## Parts of the exercise
1. Reproduce the stretch of the retail liquidation article from "A combination of" through "to $27.9 million.".
2. In the retail liquidation article, how many stores did the discount retailer Fred's announce plans to close?
3. Extend the retail liquidation article beyond its final paragraph.

## Passage
_ _ _ _ _

Retail is Booming… if you’re a Liquidator
Amidst the waves of global uncertainty characterising the past year, one area of consistency is the slate of negative retail news. Store closures, layoffs and chapter 11 bankruptcies have never been far from our news cycles as effects of the shift to online come to a head, and there has been one big winner.
“We’ve been the busiest we’ve ever been in our history,” Scott Carpenter, head of retail liquidation at Great American Group, told the Financial Times. Coresight has tracked over 7,400 store closures announced in the United States this year, already 27 per cent higher than all of 2018. That compares to about 3,000 new store openings.
A combination of higher rents and the shift to online has hit brick and mortar businesses far and wide. Toys ‘R’ Us went into liquidation this year. Victoria’s Secret and Abercrombie & Fitch have shut flagship stores and outlets in malls. Discount retailer Fred’s announced plans to close 129 stores. Even Barneys New York has hired restructuring advisors, considering a possible bankruptcy filing after their Madison Avenue landlord raised their annual rent from $16.2 million to $27.9 million.
Commercial rents have expanded America-wide over the past decade, squeezing retailers who were already struggling with their industry’s structural changes.

_ _ _ _ _

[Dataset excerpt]
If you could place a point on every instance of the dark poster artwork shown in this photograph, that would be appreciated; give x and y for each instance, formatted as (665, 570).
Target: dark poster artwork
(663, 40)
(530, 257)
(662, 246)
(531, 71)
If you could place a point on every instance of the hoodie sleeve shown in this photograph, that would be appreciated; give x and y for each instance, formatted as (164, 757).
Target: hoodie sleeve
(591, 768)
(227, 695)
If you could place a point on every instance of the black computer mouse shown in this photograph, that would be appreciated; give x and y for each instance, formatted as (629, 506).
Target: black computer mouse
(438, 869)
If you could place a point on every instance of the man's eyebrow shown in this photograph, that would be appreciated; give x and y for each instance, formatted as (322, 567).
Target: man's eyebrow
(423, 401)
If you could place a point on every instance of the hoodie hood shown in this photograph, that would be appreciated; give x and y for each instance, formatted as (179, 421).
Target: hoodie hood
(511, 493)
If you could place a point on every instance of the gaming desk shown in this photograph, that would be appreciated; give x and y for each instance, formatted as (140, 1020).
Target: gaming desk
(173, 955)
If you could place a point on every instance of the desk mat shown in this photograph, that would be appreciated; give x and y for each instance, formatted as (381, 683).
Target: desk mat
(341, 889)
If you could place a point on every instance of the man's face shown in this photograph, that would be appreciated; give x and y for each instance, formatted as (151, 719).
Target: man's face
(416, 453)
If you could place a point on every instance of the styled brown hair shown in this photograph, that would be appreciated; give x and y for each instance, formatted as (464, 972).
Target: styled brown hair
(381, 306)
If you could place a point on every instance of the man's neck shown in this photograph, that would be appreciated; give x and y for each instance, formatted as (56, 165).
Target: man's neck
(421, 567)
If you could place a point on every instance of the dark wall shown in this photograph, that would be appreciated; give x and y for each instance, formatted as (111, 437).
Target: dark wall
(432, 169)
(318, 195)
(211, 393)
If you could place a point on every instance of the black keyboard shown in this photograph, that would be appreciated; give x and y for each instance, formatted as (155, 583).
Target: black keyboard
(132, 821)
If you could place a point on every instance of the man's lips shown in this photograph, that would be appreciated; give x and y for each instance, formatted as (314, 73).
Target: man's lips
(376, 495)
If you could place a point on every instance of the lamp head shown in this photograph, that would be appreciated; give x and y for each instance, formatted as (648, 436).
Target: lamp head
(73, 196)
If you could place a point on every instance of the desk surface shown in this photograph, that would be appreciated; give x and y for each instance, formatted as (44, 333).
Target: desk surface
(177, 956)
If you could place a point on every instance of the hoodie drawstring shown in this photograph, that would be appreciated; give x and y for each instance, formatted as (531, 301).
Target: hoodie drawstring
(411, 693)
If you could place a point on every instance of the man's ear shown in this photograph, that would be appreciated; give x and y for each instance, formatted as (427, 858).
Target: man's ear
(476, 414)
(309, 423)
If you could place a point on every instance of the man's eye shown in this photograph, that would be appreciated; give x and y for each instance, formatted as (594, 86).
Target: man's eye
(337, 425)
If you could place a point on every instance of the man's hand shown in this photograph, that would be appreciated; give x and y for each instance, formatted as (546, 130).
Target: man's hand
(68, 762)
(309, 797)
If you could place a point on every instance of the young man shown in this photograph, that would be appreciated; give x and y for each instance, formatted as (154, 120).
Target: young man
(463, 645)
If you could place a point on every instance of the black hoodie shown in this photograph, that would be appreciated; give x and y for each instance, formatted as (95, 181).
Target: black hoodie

_ _ _ _ _

## Expected answers
1.
A combination of higher rents and the shift to online has hit brick and mortar businesses far and wide. Toys ‘R’ Us went into liquidation this year. Victoria’s Secret and Abercrombie & Fitch have shut flagship stores and outlets in malls. Discount retailer Fred’s announced plans to close 129 stores. Even Barneys New York has hired restructuring advisors, considering a possible bankruptcy filing after their Madison Avenue landlord raised their annual rent from $16.2 million to $27.9 million.

2. 129 stores.

3.
Source: CBRE, WSJ
The impacts are far reaching but have not been shared equally. Businesses who have been able to pivot quickly into a retail offering that favours today’s consumer have been rewarded. Highest performing malls are better located and include more interactive services in conjunction with retail shopping. For instance, popular athleisure brand Lululemon opened a 20,000 square foot flagship space in Chicago that includes a yoga studio and meditation space. Research from Green Street Advisors shows that highest quality A++ grade malls still have a 97 per cent occupancy rate, whereas worse performing D grade malls are only 67 per cent full.
After Amazon’s record-breaking Prime Day sales this month, it is easy to understand the retail struggle. Prime Day generated more revenue than Black Friday and Cyber Monday combined. Small and medium sized businesses drove over $2 billion in online sales. 1.3 million items were discounted, saving Prime members more than $1 billion.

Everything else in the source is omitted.